(Named object pointing entries)
--- start ---

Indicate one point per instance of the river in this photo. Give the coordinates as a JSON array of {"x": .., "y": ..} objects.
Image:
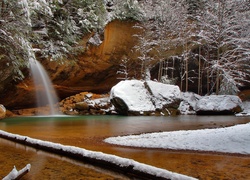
[{"x": 89, "y": 131}]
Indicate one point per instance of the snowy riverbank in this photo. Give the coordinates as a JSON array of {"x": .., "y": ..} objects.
[
  {"x": 123, "y": 165},
  {"x": 235, "y": 139}
]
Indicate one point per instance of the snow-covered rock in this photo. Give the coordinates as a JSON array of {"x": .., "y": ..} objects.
[
  {"x": 134, "y": 97},
  {"x": 188, "y": 103},
  {"x": 219, "y": 104}
]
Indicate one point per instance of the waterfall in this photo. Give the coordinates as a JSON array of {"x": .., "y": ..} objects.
[{"x": 45, "y": 93}]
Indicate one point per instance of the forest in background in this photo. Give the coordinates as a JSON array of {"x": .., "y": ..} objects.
[{"x": 214, "y": 35}]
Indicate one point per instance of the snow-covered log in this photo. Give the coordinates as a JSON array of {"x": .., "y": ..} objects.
[
  {"x": 123, "y": 165},
  {"x": 15, "y": 174}
]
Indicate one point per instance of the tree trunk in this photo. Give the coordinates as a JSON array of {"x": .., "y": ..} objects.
[{"x": 199, "y": 72}]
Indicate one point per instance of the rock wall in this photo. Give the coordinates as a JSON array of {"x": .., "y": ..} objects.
[{"x": 94, "y": 70}]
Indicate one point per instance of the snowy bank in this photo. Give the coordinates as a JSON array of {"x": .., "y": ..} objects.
[
  {"x": 235, "y": 139},
  {"x": 134, "y": 97},
  {"x": 219, "y": 104},
  {"x": 112, "y": 162}
]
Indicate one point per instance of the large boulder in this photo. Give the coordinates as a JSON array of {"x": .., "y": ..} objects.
[
  {"x": 134, "y": 97},
  {"x": 219, "y": 104},
  {"x": 2, "y": 111}
]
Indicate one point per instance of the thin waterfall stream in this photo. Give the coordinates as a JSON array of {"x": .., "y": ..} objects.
[{"x": 45, "y": 92}]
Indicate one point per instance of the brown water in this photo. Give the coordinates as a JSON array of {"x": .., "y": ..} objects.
[{"x": 89, "y": 131}]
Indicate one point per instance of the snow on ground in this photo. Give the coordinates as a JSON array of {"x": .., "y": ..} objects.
[
  {"x": 235, "y": 139},
  {"x": 112, "y": 159}
]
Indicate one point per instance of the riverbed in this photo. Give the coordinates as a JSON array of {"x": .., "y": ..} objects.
[{"x": 89, "y": 131}]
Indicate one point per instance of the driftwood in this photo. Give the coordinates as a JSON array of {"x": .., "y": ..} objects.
[{"x": 15, "y": 174}]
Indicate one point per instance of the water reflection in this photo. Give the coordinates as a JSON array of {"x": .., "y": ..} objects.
[
  {"x": 46, "y": 165},
  {"x": 89, "y": 131}
]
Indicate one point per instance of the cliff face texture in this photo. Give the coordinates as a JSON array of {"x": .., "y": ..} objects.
[{"x": 94, "y": 70}]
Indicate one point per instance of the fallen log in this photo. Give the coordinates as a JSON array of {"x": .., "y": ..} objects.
[{"x": 15, "y": 174}]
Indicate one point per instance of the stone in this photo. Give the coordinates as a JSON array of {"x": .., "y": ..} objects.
[
  {"x": 2, "y": 111},
  {"x": 135, "y": 97},
  {"x": 82, "y": 106},
  {"x": 219, "y": 104}
]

--- end ---

## Exercise brief
Retype each record exactly as it stands, but do not include the pictures.

## Finished answer
Indicate one point per instance of the river in this photo. Give the coordinates as a JSON array of {"x": .., "y": ..} objects.
Image:
[{"x": 89, "y": 131}]
Indicate one point per instance of the snowy riverbank in this photo. Give the coordinates as a JSON array of {"x": .., "y": ..} objects.
[
  {"x": 123, "y": 165},
  {"x": 235, "y": 139}
]
Indicate one point per instance of the snow-covered rock in this photo. Give the coordinates as a JSON array of {"x": .., "y": ..} objects.
[
  {"x": 134, "y": 97},
  {"x": 188, "y": 103},
  {"x": 219, "y": 104}
]
Indicate one point per instance of the waterfall in this photo. Give the coordinates as a JSON array of {"x": .., "y": ..} objects.
[{"x": 45, "y": 93}]
Indicate one point per instance of the forest in background in this photo. Give the coordinates as a JSON array of {"x": .., "y": ..} objects.
[{"x": 214, "y": 35}]
Indicate one point per instance of the snow-covered log in this photo. Give the coordinates as a JSON array of {"x": .., "y": ..} objects.
[
  {"x": 123, "y": 165},
  {"x": 15, "y": 174}
]
Indicate one point per instance of the tree trunk in this photo. Give the coordinates as a JSON array of {"x": .., "y": ..} objects.
[{"x": 199, "y": 72}]
Indicate one point per instance of the rock wall in this photo. Give the coordinates as a JSON array of {"x": .., "y": ..} objects.
[{"x": 94, "y": 70}]
Indicate one point per instance of the snowy bank in this photo. Give the coordinates as a JSON array of {"x": .., "y": ..} objects.
[
  {"x": 235, "y": 139},
  {"x": 134, "y": 97},
  {"x": 219, "y": 104},
  {"x": 112, "y": 162}
]
Indicate one point per instance of the large boulder in this photo. Give the coordinates as a JSON array of {"x": .., "y": ..} objects.
[
  {"x": 134, "y": 97},
  {"x": 219, "y": 104},
  {"x": 2, "y": 111}
]
Indicate one point per instance of the thin waterfall stream in this photo. Give the coordinates as a JSON array of {"x": .., "y": ..} objects.
[{"x": 45, "y": 92}]
Indicate one point per instance of the brown water in this photo. Give the coordinates as a JSON array of {"x": .., "y": ..} objects.
[{"x": 89, "y": 131}]
Indicate one point per instance of the snow on ground in this photo. Give the coordinates as a JSON array of {"x": .., "y": ..} objects.
[
  {"x": 235, "y": 139},
  {"x": 112, "y": 159}
]
Indicate one point per instance of the riverbed in this photo. Give the coordinates as a JSON array of {"x": .., "y": ..} objects.
[{"x": 89, "y": 131}]
Indicate one point per instance of the driftwood in this photo. Give the coordinates as a JSON array of {"x": .., "y": ..} objects.
[{"x": 15, "y": 174}]
Indicate one point per instance of the water reflection in this photo. Give the coordinates as a JSON array of {"x": .., "y": ..} objects.
[
  {"x": 46, "y": 165},
  {"x": 89, "y": 131}
]
Indicate one point per instance of the cliff face texture in this photo. Give the coordinates as a JSON array of {"x": .., "y": ..} objects.
[{"x": 94, "y": 70}]
Indicate one point per instance of the fallen log in this photo. Give the coordinates as a JSON array of {"x": .., "y": ..} objects.
[{"x": 15, "y": 174}]
Indicate one point per instance of the stone in this photo. Give the coordinates as a JSON array of {"x": .., "y": ..} objects.
[
  {"x": 2, "y": 111},
  {"x": 135, "y": 97},
  {"x": 82, "y": 106},
  {"x": 219, "y": 104}
]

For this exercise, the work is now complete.